::: Selected passage
I recently visited Big Bone Lick State Historic Site (Union, Kentucky) on the way back to Ohio from a weekend in Kentucky. I’ve been meaning to visit this place for years, so I’m glad I finally had a chance to do so! Big Bone Lick is an important site for paleontology, archaeology, and US history.

Big Bone Lick SP is the site of a salt lick, or area where animals come to obtain salt and other minerals by licking the soil for salt crystals. Natural salt and sulfur springs are the source of the minerals at Big Bone Lick, and they attracted animals from all over.

In historical times, white-tailed deer and North American bison visited the lick, but much larger mammals came during the Pleistocene epoch (2.5 million to 12,000 years ago), also called the “Ice Age.” The remains of extinct mastodons, mammoths, North American horses, ground sloths, and tapirs have been found here, as well as the still living bison, musk oxen, and peccaries. Some of them became stuck in mud and died, and their preserved skeletons became the source of the “big bones!”

Diorama of a modern bison taxidermy with ancient neighbors.

Paleoindians hunted the megafauna at Big Bone Lick, and left behind their tools at the site. Native Americans continued to hunt here into colonial times, and told the Europeans about the big bones found in the soil. President Jefferson ordered Merriweather Lewis and William Clark to stop here on their expedition to investigate these reports. Specimens were excavated and eventually sent to France for analysis by Georges Cuvier, an anatomist credited with developing the concept of extinction. He compared the remains of Asian Elephants, African elephants, and the “elephants” found at Big Bone Lick and determined that these remains came a type of elephant that no longer lived. He named this animal Mastodon, but these fossils had already been described under the name Mammut. The study of these remains has given this site credit for the birth place of vertebrate paleontology in the United States.

The visitor’s center is on Mastodon Trail!

Long after the bison were extirpated (no longer present in their native habitat, but not extinct) from Kentucky, Kentuckians mined salt and opened a health resort, at which people bathed in the mineral-rich water. 

I have always loved the Pleistocene megafauna, and I make a point to see these fossils whenever I can. Mastodons are tied with Moropus (a distant relative of horses and rhinos, imagine a draft horse with claws!) as my favorite fossil animal, and get so excited seeing them! 

The visitor’s center has nice displays about the megafauna found at Big Bone Lick, including fossil material and reconstructions of what they may have looked like. There is information about the Paleoindians that inhabited this region and their tools. Historical information about Lewis and Clark is also included in the displays. 

A mounted giant ground sloth skeleton, and a display comparing mastodons and mammoths.

Behind the visitor’s center are life-size statues that represent iconic Pleistocene megafauna. Many of them are“trapped” in the sediment, and are on their way to become fossils. This was the perfect opportunity for a selfie with a mastodon!

A trapped mammoth and a dying bison.
My selfie with a mastodon!
A giant ground sloth.

The site is actually quite large, and features a campground and several hiking trails. I took one of these trails to see the salt/sulfur springs. I could smell the sulfur as soon as I reached this point in the trail. It was pretty awful, and it amazes me that people came to bathe in these waters for the “medicinal properties” centuries ago. 

A salt/sulfur spring with salt crystals.

I continued along a trail which follows Big Bone Creek. Fossils and artifacts are still exposed as the sediment washes away, and modern excavations occur when fossils are found on site.

These signs are all over the site.
::::::
Required tasks ::
a. Check each statement against the Big Bone Lick text and answer yes or no, quoting the words that decide it: (i) The minerals at the site come from natural salt and sulfur springs. (ii) Georges Cuvier gave the animal the name Mammut. (iii) The site includes a campground.
b. What time span does the Big Bone Lick text give for the Pleistocene epoch?
c. Name every extinct animal whose remains the Big Bone Lick text says have been found at the site.
::: Excerpted records
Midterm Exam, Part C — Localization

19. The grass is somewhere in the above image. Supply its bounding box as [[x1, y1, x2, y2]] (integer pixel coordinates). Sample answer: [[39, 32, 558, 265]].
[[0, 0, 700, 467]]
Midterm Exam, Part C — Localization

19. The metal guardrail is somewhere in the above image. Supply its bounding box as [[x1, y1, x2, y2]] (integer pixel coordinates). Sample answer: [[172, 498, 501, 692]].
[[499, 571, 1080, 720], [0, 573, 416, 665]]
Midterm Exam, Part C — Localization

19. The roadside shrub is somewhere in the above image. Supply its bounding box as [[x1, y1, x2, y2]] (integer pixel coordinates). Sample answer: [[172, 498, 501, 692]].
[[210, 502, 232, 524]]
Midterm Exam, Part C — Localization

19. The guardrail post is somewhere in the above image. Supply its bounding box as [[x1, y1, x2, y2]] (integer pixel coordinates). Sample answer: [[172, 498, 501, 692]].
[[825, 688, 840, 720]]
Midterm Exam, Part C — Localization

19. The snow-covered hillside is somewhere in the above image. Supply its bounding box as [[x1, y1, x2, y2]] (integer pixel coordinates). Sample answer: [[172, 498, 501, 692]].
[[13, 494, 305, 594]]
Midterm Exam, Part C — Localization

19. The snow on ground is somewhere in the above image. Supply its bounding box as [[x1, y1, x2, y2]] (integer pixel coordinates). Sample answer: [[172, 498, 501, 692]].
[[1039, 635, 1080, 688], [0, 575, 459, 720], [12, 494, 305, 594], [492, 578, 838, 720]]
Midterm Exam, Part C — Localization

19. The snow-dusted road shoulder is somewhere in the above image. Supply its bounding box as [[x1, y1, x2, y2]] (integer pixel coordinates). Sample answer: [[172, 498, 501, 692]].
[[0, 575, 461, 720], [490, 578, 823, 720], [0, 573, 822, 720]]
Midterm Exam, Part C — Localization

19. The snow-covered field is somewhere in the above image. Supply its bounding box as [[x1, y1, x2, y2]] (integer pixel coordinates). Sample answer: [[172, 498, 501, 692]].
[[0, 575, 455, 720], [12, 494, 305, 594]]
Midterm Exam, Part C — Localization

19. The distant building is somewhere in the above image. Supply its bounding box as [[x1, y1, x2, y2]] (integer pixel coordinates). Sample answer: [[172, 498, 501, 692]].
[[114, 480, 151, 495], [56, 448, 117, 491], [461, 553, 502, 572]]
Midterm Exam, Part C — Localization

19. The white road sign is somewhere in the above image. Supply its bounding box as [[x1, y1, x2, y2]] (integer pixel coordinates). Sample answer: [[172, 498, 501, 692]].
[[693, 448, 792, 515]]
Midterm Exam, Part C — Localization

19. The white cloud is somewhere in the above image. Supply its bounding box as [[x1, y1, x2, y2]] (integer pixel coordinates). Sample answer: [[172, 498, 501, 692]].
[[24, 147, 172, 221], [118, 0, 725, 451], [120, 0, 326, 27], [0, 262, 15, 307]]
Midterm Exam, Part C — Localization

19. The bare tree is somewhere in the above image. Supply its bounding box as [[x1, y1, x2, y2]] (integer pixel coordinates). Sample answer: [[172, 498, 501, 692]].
::::::
Solution list ::
a.
(i) Yes: "Natural salt and sulfur springs are the source of the minerals at Big Bone Lick"
(ii) No: "He named this animal Mastodon, but these fossils had already been described under the name Mammut."
(iii) Yes: "The site is actually quite large, and features a campground and several hiking trails."

b. 2.5 million to 12,000 years ago.

c. Mastodons, mammoths, North American horses, ground sloths, tapirs